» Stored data
============================================================
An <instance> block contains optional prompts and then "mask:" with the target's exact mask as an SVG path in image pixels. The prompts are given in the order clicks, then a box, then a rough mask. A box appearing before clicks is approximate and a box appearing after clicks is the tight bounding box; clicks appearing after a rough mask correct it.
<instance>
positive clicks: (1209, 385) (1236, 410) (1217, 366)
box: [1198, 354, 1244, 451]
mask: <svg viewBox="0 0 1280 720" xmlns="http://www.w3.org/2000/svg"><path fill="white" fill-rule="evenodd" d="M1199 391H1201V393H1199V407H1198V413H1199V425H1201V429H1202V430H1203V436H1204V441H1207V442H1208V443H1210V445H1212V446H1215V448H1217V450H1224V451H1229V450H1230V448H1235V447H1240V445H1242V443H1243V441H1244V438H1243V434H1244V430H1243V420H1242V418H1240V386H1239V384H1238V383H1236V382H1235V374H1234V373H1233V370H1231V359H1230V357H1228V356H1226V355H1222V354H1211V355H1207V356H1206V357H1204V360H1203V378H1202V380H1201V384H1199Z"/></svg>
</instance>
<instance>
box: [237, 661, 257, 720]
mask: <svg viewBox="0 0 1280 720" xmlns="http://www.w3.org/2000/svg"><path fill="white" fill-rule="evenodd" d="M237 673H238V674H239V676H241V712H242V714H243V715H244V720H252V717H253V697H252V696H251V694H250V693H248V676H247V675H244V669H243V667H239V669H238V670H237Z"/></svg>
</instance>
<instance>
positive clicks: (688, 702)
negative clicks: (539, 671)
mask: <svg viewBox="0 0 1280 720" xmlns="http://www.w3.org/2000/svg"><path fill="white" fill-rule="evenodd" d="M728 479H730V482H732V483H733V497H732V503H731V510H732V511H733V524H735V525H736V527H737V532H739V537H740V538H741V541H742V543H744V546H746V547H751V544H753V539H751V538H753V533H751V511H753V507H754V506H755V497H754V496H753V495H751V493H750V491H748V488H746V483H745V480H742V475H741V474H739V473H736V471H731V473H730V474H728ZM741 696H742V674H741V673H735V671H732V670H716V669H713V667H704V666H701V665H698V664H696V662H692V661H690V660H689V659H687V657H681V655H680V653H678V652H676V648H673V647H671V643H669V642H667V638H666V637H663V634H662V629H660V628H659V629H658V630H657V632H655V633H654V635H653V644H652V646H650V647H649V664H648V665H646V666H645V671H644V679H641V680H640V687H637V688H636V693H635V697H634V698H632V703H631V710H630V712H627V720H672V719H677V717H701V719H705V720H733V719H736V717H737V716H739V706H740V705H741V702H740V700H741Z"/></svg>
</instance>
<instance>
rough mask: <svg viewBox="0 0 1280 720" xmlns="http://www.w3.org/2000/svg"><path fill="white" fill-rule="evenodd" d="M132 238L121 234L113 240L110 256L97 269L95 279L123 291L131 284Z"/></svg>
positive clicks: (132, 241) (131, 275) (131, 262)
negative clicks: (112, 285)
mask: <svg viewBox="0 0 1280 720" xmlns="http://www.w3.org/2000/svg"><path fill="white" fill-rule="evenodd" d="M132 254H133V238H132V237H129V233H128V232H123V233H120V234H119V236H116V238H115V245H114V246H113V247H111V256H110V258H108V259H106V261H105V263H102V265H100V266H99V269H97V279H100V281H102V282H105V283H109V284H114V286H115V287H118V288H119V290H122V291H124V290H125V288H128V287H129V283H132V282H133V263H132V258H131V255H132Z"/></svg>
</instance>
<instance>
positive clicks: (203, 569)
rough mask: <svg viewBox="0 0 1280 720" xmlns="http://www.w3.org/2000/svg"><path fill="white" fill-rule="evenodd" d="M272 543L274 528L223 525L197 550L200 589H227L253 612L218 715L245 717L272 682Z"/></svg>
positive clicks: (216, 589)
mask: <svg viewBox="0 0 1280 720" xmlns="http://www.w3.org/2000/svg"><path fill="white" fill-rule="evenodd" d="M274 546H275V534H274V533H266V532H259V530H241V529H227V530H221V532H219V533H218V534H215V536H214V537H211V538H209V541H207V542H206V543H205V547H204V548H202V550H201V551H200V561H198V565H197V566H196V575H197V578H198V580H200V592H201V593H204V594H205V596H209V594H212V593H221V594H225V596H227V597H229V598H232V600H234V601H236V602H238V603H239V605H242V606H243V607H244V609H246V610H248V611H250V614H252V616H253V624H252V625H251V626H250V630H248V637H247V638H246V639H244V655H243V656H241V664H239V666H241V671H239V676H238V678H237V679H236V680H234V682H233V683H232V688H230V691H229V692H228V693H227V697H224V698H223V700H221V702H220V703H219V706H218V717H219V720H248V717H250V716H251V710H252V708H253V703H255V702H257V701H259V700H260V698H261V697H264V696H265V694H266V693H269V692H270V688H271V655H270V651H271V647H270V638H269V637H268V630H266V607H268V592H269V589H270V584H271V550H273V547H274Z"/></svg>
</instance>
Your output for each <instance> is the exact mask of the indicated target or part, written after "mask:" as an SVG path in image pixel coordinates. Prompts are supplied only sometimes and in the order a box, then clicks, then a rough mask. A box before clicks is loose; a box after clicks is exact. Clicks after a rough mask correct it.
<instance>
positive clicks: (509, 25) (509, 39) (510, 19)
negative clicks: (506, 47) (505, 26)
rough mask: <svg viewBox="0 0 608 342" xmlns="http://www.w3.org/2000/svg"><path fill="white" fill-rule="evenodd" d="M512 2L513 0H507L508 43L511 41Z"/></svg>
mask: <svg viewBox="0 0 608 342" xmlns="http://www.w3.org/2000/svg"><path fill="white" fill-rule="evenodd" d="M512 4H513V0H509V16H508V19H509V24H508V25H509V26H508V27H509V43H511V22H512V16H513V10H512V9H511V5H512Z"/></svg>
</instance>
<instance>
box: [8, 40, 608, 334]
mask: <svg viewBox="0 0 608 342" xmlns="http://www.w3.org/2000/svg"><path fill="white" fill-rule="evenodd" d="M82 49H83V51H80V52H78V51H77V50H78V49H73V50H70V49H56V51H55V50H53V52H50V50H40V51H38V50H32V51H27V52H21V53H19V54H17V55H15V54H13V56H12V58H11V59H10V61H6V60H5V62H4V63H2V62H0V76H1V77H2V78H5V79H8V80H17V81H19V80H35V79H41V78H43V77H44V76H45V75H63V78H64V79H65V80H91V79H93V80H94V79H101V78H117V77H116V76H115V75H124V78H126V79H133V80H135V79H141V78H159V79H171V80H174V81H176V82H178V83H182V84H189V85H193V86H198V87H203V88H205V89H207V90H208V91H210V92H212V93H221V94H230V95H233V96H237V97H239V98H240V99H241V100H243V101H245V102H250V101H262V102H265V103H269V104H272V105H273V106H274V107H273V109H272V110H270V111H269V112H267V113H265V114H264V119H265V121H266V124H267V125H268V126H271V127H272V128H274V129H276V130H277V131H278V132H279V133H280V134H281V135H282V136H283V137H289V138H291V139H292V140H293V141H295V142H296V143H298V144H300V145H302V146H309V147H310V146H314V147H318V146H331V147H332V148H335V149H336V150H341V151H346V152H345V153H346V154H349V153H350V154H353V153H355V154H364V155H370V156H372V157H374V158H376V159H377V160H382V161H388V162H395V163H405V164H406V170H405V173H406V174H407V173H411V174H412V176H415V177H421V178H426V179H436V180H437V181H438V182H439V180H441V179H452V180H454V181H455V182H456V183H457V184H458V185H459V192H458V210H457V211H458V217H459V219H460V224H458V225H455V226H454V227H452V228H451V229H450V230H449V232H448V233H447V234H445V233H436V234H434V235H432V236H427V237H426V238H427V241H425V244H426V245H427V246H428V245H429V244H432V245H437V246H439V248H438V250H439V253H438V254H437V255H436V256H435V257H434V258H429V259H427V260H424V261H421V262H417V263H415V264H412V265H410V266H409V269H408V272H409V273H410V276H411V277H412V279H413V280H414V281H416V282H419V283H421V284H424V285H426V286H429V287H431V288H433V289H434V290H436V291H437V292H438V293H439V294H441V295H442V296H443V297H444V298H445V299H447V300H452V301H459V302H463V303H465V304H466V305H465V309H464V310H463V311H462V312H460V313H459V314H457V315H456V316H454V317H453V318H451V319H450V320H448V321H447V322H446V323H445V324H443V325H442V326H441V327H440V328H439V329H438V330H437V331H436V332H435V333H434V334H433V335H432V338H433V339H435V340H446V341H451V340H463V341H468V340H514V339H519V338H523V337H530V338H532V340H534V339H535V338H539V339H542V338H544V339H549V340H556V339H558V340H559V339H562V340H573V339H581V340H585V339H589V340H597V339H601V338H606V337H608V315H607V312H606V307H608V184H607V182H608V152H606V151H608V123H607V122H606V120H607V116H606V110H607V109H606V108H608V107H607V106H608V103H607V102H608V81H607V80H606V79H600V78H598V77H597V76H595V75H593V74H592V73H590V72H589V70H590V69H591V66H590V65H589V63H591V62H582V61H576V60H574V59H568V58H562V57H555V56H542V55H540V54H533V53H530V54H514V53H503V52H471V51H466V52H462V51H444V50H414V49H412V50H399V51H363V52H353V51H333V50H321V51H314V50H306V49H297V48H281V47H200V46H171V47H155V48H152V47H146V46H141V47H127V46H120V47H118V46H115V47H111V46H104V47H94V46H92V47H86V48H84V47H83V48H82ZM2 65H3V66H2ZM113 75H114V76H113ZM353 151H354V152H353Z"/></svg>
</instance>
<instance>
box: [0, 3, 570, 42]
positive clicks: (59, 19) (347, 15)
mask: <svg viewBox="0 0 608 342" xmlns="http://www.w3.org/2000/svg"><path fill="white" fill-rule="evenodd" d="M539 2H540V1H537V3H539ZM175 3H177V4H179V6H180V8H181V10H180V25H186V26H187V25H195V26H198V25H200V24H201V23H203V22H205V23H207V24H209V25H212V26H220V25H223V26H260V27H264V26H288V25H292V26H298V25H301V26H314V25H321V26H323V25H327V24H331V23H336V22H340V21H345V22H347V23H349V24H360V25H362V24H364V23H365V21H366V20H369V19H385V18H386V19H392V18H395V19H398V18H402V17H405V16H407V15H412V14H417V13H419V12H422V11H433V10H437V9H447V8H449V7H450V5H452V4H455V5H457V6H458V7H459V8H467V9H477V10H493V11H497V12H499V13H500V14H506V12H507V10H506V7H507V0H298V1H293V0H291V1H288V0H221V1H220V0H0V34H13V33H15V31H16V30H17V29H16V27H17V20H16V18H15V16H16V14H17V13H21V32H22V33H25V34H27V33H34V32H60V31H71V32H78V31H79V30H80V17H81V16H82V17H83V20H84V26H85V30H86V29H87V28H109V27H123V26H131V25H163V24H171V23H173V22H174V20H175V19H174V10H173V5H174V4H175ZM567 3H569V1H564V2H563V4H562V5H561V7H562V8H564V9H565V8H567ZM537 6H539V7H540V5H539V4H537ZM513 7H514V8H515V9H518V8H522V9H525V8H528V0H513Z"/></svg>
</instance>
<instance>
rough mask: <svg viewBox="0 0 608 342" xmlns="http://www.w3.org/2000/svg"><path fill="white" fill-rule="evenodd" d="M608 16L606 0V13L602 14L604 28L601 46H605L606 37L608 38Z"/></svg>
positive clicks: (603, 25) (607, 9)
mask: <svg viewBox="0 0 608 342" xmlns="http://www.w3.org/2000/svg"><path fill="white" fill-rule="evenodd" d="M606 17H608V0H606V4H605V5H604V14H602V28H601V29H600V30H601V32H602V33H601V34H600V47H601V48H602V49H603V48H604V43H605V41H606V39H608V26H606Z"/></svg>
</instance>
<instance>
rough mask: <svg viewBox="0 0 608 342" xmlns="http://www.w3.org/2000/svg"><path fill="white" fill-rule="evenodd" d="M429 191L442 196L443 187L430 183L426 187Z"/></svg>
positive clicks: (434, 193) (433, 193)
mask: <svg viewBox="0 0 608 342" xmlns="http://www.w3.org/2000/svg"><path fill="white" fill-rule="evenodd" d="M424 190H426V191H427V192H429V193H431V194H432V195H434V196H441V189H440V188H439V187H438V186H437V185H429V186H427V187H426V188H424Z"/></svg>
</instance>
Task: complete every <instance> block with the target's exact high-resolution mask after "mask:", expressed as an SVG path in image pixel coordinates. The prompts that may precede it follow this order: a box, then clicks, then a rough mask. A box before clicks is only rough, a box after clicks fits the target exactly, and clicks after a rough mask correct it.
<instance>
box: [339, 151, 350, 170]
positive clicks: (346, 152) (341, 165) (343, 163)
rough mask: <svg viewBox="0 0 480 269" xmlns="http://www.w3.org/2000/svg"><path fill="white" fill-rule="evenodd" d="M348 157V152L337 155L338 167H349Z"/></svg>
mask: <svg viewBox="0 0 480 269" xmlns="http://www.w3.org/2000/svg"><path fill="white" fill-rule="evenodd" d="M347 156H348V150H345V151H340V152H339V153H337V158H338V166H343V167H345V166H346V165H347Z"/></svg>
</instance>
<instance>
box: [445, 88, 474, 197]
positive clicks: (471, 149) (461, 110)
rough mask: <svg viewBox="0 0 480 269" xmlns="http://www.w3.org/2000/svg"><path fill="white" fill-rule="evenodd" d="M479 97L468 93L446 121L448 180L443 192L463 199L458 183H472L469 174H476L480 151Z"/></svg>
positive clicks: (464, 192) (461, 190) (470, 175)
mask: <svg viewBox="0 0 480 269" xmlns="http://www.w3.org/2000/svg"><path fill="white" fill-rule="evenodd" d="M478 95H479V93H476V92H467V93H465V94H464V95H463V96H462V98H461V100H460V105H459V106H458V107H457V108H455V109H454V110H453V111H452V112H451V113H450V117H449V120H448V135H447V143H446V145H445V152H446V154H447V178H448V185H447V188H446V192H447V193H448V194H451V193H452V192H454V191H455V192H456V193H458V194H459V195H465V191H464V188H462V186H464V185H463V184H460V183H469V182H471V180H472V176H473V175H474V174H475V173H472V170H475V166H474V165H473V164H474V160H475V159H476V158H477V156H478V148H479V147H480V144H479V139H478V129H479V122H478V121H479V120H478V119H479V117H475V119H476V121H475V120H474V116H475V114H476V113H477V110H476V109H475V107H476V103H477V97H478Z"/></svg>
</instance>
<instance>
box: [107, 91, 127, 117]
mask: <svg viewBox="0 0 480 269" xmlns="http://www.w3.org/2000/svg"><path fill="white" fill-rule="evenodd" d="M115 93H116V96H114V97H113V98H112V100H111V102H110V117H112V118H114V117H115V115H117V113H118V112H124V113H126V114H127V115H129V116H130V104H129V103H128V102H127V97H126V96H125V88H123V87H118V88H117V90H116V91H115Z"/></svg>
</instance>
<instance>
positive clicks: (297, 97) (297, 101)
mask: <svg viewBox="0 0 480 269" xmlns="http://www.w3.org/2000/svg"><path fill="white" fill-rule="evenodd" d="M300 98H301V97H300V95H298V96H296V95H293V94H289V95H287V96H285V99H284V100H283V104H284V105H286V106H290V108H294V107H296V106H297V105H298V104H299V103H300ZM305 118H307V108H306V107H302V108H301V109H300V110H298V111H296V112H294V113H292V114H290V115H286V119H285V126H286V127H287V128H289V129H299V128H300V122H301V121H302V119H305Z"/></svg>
============================================================
Return every line of the rows above that contains the word "negative".

negative clicks: (539, 671)
negative clicks: (112, 285)
negative clicks: (506, 47) (505, 26)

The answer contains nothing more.